** SUPPLIED DATA follows **

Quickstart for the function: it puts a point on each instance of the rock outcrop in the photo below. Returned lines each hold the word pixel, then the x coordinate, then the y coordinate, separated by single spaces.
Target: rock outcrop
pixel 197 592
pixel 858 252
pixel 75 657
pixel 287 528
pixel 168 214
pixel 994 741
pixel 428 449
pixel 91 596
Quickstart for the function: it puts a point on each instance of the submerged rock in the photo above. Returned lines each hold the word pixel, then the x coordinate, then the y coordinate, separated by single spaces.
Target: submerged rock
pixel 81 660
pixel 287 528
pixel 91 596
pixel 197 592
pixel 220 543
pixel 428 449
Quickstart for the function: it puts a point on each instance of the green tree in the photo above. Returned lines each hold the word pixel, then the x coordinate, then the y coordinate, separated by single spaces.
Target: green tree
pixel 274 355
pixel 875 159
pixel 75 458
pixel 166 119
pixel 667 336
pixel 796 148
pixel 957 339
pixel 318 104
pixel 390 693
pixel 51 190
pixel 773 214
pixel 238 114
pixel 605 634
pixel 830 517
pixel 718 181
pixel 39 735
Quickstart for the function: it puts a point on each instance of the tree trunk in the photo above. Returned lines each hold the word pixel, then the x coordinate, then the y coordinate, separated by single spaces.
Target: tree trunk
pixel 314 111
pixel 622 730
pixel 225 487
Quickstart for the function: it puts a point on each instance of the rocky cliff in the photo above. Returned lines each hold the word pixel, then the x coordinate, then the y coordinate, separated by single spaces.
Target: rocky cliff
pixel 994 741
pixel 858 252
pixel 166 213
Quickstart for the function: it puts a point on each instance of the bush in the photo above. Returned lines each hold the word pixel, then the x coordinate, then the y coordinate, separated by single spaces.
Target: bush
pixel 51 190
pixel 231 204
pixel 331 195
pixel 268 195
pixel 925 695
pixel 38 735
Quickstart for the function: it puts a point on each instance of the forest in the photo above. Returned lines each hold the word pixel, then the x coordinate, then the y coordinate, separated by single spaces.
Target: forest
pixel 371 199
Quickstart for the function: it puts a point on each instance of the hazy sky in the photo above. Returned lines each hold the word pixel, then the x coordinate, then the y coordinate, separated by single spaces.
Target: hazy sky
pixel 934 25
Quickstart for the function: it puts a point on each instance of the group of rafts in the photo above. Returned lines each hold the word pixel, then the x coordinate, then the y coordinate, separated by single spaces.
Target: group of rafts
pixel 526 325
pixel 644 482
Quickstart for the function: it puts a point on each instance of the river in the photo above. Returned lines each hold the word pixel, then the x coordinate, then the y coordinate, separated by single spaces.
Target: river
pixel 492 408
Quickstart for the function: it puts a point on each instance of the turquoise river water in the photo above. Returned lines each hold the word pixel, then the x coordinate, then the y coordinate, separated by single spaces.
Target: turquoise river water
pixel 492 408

** End of SUPPLIED DATA **

**EXERCISE BRIEF**
Each record above must be transcribed exactly, and none may be skipped.

**SOLUTION BELOW**
Quickstart for the function: it puts a point on each instance of the rock outcrop in the photo below. Returned lines each hold the word pixel, then the x coordinate, then the y coordinate, separated by single spaces.
Target: rock outcrop
pixel 197 592
pixel 858 252
pixel 75 657
pixel 287 528
pixel 168 214
pixel 994 741
pixel 428 449
pixel 91 596
Quickstart for the function: it puts a point on each instance of the submerged rock in the photo above. Returned lines each hold the word pixel, then the x coordinate, then the y coordinate, separated by single spaces.
Target: submerged rock
pixel 81 660
pixel 287 528
pixel 91 596
pixel 197 592
pixel 220 543
pixel 428 449
Quickstart for the function: it puts a point on each instance of the green tree in the photo above. Returned lines each hold the word pixel, then the x coordinate, then the y coordinate, separated by single spaces.
Target: green tree
pixel 274 355
pixel 875 159
pixel 75 458
pixel 166 119
pixel 667 336
pixel 796 148
pixel 957 339
pixel 318 104
pixel 390 693
pixel 51 190
pixel 773 214
pixel 238 114
pixel 605 634
pixel 830 517
pixel 718 181
pixel 39 735
Quickstart for the function: it puts a point on each instance of the tree trunk in the photo above. Returned lines each hold the word pixel, then the x coordinate, then the y coordinate, separated by single spaces.
Target: tree trunk
pixel 314 111
pixel 622 730
pixel 225 487
Quickstart for the function: it puts a point on each instance of the rocky cliff in the photo above. Returned lines each hold the word pixel, then the x coordinate, then the y coordinate, separated by single spaces.
Target: rocky cliff
pixel 994 741
pixel 858 252
pixel 166 213
Quickstart for the function: it puts a point on each instance of the bush in the photo above. Returned lines each hold the word pixel, then the x coordinate, then the y coordinate, separated by single spaces.
Target: bush
pixel 51 190
pixel 231 204
pixel 331 195
pixel 268 195
pixel 925 695
pixel 38 735
Quickstart for the function: it puts a point on each instance of the forest in the photo above. Returned lines each hold the word pixel, then the x coordinate, then the y coordinate, separated by single spaces.
Target: forest
pixel 371 199
Quickstart for the function: it puts a point on each instance of the hazy sky in the photo above. Returned lines each hold the word pixel, then the x coordinate, then the y coordinate, separated by single spaces.
Target: hazy sky
pixel 934 25
Quickstart for the function: it puts a point on each instance of the group of rafts in the photo above. Returned lines each hold the word pixel, then the x coordinate, then the y coordinate, separated by single spaces.
Target: group of rafts
pixel 526 325
pixel 644 482
Quickstart for the function: it puts a point on each instance of the river in the photo above. Returned lines each hold the word pixel, then the x coordinate, then the y coordinate, separated by single spaces.
Target: river
pixel 492 408
Quickstart for the function: it puts a point on each instance of the turquoise river water in the photo above. Returned lines each hold the word pixel, then the x coordinate, then the y coordinate, separated by single spaces.
Target: turquoise river water
pixel 492 408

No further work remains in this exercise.